Return verbatim all lines from the first one in the records to the line with "target | mission church", both ends kept.

Input records:
..........
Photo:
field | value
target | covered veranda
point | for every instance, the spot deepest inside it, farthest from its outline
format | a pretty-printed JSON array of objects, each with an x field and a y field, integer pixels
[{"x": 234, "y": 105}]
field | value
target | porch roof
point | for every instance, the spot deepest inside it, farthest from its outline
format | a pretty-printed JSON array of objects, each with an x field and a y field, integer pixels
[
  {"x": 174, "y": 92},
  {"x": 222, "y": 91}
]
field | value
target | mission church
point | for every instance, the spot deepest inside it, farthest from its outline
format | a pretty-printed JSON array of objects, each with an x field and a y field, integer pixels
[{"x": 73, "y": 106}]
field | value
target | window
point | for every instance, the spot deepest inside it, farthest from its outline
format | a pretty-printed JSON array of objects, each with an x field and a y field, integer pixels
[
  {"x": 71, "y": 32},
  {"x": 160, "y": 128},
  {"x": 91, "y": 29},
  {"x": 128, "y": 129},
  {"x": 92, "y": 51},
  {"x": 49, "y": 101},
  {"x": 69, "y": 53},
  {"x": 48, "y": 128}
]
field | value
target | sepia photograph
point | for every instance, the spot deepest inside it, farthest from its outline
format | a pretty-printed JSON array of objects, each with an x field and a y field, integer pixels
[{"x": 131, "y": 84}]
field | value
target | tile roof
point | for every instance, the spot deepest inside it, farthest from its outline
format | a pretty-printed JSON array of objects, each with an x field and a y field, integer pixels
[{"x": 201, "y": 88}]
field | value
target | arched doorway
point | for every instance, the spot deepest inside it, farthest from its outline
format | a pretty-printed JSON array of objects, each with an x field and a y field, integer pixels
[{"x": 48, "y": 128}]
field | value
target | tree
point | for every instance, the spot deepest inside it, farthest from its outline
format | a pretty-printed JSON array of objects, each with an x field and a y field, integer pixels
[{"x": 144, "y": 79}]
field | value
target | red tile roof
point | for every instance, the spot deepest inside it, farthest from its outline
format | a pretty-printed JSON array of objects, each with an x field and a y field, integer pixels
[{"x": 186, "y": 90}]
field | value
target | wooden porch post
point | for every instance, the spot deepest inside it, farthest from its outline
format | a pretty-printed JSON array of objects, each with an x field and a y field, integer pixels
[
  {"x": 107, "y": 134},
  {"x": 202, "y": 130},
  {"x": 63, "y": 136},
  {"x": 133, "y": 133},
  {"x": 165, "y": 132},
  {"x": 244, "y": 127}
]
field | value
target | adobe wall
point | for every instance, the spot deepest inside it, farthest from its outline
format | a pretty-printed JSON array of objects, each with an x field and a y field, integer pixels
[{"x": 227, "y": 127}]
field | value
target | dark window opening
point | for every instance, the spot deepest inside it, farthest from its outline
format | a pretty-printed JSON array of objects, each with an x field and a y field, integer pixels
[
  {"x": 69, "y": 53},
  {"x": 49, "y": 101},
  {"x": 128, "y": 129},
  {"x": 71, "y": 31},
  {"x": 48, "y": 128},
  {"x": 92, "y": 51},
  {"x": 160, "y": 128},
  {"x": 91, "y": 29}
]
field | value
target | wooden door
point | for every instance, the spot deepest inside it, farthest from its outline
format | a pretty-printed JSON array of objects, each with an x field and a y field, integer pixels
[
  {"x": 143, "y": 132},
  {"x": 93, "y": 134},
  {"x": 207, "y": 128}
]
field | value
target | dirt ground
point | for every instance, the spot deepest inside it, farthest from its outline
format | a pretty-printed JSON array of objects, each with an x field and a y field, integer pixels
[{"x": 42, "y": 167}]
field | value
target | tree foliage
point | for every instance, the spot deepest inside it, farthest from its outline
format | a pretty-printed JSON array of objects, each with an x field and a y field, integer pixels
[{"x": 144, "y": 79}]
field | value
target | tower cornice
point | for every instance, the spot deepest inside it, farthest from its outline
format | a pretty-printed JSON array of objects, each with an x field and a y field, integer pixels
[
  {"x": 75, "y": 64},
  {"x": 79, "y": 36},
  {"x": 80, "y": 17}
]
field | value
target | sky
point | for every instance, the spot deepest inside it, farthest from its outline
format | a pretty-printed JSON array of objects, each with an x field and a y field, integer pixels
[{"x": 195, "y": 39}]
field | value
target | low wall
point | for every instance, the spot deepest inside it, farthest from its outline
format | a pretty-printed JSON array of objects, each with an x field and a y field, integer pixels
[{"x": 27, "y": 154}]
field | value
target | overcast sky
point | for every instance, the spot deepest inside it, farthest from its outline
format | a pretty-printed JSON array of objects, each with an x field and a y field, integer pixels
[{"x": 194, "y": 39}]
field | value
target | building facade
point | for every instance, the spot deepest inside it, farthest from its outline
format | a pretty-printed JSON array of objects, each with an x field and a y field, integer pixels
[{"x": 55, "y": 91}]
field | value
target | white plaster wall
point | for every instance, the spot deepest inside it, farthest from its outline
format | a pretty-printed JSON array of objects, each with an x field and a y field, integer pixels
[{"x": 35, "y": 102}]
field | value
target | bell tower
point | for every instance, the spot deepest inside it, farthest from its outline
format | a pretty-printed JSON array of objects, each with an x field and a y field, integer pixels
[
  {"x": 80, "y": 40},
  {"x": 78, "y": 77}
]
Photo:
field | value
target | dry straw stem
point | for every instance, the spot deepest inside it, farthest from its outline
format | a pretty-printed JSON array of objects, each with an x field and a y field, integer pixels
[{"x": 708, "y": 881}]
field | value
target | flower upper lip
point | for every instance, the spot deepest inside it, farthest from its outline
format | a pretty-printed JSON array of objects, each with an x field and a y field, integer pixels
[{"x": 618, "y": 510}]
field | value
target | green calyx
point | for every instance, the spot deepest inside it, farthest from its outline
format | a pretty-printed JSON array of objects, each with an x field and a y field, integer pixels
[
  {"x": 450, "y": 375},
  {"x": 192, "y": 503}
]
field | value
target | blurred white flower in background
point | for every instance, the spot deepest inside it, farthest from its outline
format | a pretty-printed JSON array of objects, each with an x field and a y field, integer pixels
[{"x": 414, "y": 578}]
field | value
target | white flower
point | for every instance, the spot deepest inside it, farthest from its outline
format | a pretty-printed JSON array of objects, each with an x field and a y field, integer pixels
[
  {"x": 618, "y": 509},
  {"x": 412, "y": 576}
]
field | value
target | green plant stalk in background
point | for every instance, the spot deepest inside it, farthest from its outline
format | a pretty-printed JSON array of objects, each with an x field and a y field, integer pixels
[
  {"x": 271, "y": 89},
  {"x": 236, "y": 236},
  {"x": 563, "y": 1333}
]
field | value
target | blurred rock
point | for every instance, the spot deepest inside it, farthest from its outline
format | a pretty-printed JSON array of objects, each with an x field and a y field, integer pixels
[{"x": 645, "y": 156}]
..........
Task output:
Photo:
field | value
target | covered veranda
point | for every instance, the spot deepest inside it, farthest from its outline
format | a pretty-printed JSON array of objects, each with an x field and a y field, integer pixels
[{"x": 234, "y": 105}]
field | value
target | porch roof
point | for every instance, the spot deepest inside it, farthest from its outline
format | a pretty-printed JSON array of objects, each with an x field and a y field, integer pixels
[
  {"x": 174, "y": 92},
  {"x": 222, "y": 91}
]
field | value
target | mission church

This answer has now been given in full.